Aim of the task:
Select each line of the listing that contains the string "positive", matching case exactly.

Material to process START

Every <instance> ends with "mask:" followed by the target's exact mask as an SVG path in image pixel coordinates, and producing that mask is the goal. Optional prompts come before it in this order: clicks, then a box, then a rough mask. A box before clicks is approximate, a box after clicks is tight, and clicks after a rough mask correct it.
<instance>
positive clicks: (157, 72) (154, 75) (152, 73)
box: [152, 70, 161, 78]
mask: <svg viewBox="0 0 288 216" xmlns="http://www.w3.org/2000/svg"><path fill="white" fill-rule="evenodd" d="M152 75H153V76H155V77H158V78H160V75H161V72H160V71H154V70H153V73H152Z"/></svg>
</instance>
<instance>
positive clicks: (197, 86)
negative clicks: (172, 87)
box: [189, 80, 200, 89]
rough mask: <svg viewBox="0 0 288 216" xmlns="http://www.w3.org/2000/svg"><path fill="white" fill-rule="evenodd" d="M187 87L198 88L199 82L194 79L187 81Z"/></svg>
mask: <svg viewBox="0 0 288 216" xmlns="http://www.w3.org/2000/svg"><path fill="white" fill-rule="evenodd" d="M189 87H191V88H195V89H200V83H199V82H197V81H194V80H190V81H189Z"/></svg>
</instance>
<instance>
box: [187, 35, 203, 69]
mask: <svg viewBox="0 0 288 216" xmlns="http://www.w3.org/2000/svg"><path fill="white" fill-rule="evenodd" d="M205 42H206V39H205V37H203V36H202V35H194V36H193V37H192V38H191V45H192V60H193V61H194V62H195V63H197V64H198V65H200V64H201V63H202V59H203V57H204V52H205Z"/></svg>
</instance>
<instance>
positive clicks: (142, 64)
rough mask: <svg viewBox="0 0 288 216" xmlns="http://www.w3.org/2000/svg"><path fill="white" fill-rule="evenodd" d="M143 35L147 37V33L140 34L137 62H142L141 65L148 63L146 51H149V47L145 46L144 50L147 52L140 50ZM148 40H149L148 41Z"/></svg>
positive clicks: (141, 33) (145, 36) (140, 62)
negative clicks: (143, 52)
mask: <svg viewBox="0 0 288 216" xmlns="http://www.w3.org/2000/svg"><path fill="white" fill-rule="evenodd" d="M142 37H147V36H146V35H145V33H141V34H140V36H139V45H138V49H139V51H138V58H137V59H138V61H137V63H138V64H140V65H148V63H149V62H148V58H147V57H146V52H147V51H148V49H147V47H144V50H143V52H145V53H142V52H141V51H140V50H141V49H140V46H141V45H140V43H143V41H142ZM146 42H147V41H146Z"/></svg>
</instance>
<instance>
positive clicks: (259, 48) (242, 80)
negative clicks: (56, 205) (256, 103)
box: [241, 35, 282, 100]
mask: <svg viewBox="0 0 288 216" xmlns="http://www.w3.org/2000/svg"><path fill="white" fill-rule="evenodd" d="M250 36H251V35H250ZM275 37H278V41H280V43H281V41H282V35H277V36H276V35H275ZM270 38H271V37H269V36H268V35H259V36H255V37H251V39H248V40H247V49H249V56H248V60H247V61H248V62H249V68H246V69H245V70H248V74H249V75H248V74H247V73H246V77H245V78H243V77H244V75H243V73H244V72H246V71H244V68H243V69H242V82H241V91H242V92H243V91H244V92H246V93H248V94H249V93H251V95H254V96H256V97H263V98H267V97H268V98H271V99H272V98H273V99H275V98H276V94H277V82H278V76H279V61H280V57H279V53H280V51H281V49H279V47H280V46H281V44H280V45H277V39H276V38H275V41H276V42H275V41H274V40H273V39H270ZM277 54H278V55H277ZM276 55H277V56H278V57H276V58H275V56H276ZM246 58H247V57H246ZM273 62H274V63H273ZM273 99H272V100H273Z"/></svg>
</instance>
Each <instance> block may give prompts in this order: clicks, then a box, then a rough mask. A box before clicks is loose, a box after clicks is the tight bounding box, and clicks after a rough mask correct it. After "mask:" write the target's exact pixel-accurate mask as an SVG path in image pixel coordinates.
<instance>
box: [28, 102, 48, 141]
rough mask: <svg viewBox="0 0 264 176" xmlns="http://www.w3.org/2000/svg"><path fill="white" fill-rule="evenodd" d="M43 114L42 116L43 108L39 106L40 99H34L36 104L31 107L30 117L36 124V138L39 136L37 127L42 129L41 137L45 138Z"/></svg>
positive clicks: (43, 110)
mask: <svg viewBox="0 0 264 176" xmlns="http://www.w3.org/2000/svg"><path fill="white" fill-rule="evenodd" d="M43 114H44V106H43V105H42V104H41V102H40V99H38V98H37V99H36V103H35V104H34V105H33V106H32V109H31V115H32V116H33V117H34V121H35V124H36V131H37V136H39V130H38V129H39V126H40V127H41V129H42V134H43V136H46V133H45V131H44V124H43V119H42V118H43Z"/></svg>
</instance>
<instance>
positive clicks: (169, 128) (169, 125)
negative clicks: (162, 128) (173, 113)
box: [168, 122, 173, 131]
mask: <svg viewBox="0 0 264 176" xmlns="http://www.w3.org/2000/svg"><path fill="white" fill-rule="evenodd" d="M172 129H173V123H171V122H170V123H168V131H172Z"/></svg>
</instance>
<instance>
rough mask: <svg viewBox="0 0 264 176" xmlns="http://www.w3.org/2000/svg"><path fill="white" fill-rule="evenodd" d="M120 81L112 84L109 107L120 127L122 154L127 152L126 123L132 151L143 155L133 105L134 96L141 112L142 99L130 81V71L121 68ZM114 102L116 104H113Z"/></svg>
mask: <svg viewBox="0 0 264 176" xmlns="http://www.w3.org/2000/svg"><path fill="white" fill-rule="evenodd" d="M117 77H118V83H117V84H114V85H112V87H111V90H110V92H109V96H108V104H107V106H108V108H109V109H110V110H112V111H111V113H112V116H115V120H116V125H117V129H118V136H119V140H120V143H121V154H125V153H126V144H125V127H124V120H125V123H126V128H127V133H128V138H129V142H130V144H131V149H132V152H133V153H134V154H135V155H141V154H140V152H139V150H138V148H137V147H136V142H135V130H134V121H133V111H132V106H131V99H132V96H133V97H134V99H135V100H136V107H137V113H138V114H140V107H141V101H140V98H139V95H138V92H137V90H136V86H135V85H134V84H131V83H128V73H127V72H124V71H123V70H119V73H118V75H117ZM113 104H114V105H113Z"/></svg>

Material to process END
Material to process START

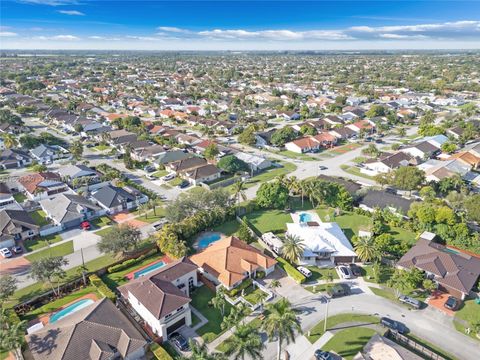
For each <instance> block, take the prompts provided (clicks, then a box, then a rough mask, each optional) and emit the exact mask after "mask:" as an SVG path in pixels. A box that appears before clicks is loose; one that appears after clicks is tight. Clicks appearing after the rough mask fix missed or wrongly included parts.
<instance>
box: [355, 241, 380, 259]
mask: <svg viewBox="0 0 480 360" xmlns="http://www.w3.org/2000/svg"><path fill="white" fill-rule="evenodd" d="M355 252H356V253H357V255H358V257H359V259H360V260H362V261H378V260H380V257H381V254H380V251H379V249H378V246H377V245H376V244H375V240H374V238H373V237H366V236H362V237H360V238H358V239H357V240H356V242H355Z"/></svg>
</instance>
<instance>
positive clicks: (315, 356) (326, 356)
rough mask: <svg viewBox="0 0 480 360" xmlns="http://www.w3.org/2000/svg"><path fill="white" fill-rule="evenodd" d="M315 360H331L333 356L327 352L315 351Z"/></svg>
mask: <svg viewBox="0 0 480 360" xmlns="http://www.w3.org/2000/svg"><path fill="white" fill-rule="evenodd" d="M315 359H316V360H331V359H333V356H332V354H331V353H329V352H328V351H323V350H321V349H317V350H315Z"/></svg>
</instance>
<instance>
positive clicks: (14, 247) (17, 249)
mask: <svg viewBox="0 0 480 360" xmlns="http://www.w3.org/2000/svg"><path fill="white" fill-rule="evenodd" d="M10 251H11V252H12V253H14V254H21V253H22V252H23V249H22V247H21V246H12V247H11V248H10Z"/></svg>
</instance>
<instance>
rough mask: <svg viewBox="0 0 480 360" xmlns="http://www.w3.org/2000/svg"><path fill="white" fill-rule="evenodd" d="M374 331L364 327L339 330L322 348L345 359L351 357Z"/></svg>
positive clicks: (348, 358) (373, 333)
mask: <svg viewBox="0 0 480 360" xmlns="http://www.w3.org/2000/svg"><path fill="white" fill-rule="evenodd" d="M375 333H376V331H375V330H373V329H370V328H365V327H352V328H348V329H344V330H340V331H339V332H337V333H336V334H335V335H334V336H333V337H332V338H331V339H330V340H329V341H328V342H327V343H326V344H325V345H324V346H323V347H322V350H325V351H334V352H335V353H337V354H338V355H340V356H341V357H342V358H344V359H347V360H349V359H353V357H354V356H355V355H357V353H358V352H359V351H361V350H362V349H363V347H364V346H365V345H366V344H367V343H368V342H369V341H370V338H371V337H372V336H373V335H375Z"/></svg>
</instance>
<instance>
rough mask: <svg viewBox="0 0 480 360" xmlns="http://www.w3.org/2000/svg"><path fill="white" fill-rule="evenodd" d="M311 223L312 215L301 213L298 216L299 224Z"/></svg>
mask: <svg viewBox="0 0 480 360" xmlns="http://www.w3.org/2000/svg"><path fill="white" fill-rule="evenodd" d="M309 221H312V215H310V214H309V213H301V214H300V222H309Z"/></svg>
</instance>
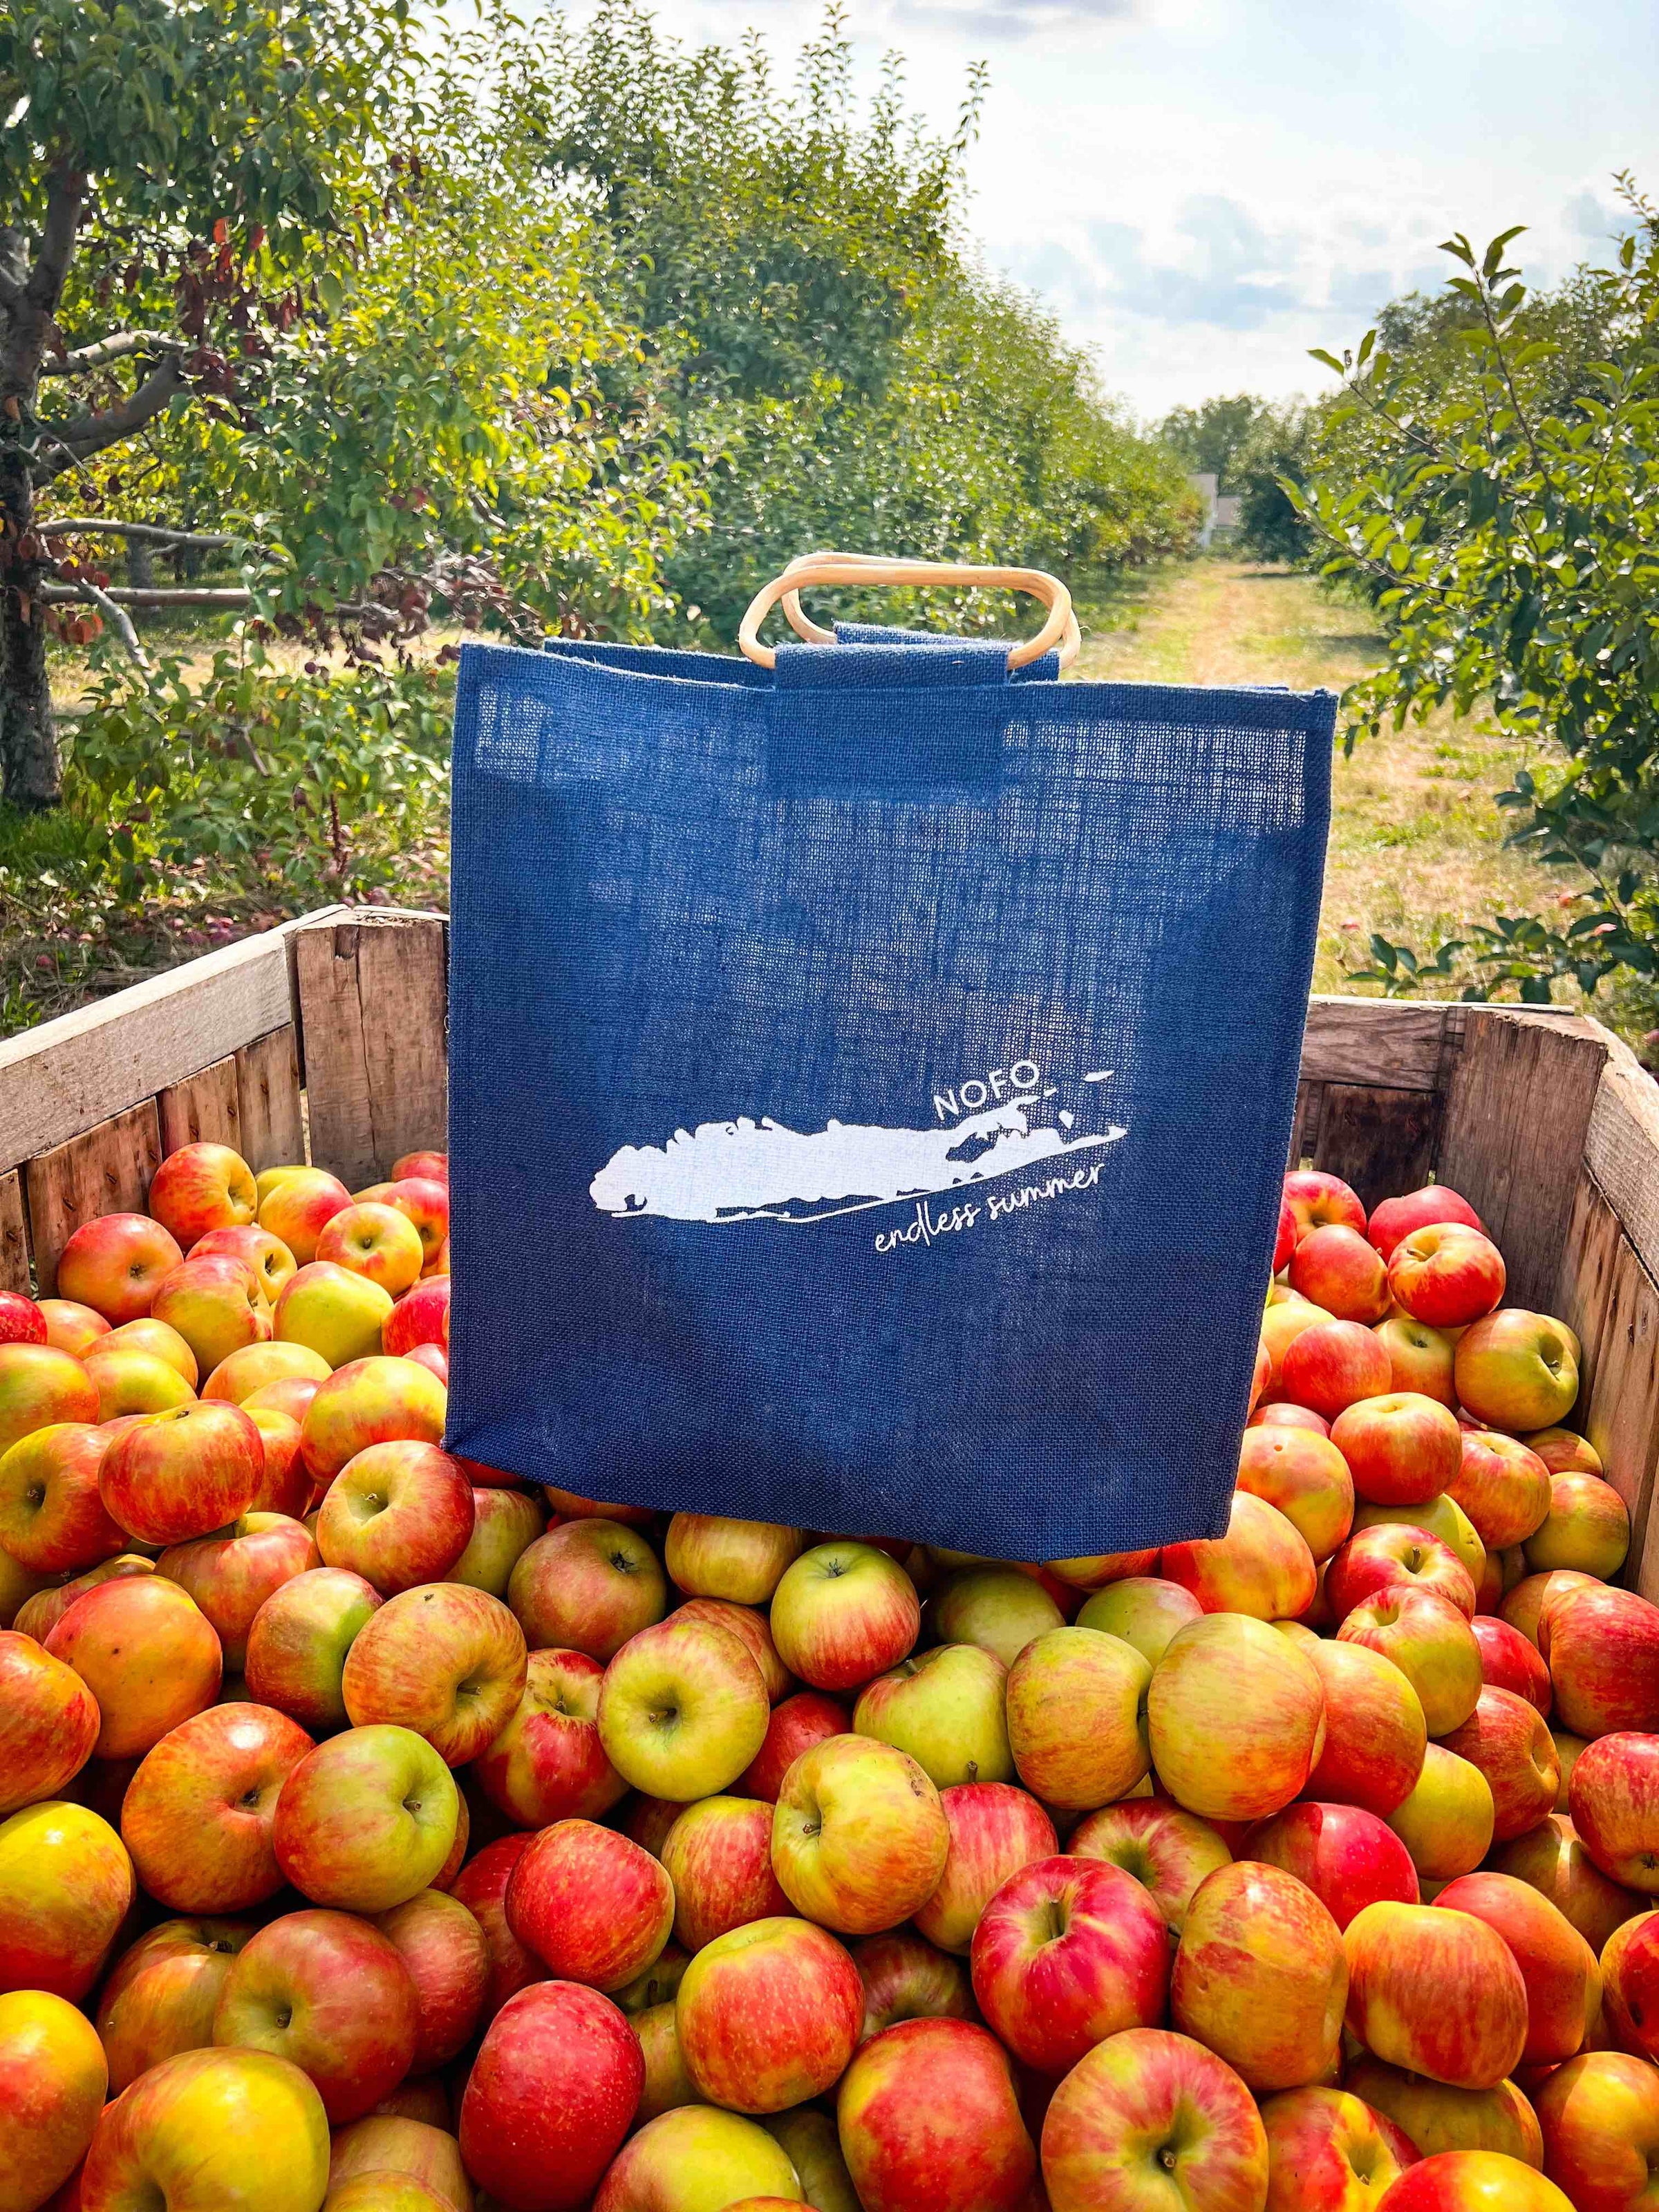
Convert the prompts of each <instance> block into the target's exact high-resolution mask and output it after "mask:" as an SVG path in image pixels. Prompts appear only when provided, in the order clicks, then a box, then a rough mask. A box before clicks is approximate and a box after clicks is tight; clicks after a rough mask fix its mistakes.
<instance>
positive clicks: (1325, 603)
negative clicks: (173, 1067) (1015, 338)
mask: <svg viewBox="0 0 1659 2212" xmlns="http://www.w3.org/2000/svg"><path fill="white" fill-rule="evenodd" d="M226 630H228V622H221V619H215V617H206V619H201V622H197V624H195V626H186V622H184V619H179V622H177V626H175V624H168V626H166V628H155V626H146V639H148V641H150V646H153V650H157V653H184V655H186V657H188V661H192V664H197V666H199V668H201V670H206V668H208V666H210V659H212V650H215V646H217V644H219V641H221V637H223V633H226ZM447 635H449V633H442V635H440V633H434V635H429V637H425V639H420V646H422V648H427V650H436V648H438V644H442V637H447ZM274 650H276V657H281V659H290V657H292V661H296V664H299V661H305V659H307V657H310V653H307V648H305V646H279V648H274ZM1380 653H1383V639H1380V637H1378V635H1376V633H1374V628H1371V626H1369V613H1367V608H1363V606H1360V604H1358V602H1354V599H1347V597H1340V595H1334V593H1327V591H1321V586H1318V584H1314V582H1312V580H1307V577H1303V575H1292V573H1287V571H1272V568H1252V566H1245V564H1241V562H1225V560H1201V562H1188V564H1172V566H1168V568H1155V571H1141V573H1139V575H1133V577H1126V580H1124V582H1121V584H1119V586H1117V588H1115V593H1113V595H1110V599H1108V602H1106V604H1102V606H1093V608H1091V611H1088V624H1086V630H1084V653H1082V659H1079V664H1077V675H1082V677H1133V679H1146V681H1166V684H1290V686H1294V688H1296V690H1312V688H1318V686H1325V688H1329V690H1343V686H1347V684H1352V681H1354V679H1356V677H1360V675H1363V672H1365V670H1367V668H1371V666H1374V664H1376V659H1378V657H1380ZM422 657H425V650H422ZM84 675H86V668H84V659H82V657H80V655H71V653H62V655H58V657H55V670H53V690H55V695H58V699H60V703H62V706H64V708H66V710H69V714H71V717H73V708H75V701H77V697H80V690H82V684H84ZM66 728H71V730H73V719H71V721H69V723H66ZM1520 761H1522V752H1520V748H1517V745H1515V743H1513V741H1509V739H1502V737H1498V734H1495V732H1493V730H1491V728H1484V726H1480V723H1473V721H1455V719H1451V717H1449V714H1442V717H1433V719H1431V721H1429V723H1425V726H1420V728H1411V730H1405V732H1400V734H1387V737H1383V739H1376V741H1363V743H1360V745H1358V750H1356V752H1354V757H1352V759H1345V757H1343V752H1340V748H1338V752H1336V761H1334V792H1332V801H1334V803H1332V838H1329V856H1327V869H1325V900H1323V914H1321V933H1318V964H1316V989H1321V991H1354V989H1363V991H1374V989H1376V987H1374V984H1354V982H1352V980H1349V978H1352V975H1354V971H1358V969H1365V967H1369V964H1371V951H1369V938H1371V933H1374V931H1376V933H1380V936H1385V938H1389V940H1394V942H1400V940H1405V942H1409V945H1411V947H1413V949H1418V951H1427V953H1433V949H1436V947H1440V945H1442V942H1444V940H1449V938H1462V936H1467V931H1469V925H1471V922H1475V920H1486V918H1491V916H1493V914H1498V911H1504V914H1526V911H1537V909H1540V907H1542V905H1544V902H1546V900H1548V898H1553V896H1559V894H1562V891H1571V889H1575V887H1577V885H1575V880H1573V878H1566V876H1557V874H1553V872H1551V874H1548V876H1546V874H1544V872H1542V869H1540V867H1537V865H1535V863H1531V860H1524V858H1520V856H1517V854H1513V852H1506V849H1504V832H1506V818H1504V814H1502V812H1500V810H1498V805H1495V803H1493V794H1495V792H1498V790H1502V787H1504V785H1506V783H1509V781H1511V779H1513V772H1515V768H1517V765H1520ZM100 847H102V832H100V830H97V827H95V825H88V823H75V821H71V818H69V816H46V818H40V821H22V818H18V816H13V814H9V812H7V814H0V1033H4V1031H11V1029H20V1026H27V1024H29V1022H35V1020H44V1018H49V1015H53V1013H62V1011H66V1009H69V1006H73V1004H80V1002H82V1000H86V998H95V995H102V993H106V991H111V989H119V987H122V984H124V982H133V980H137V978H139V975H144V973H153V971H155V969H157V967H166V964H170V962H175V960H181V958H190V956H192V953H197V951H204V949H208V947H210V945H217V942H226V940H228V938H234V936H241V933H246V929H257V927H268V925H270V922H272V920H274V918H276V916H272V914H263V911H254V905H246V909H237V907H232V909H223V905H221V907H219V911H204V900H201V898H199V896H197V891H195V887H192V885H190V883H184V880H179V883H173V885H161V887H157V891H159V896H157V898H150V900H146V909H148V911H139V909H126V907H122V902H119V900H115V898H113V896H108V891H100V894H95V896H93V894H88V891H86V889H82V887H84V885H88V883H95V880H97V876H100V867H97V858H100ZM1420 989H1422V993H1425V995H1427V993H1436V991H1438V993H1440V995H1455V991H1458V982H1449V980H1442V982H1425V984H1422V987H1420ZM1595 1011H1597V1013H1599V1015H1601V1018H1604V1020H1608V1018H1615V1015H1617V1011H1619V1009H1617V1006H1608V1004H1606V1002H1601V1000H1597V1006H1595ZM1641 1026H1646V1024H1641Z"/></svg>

Material to process END

Exercise response:
positive clicks: (157, 72) (154, 75) (152, 73)
positive clicks: (197, 86)
positive clicks: (142, 64)
positive clicks: (141, 33) (145, 36) (140, 62)
positive clicks: (259, 48) (242, 80)
positive clicks: (43, 110)
positive clicks: (169, 128) (169, 125)
positive clicks: (315, 356) (326, 356)
positive clicks: (14, 247) (17, 249)
positive clicks: (348, 358) (373, 333)
positive clicks: (1325, 603)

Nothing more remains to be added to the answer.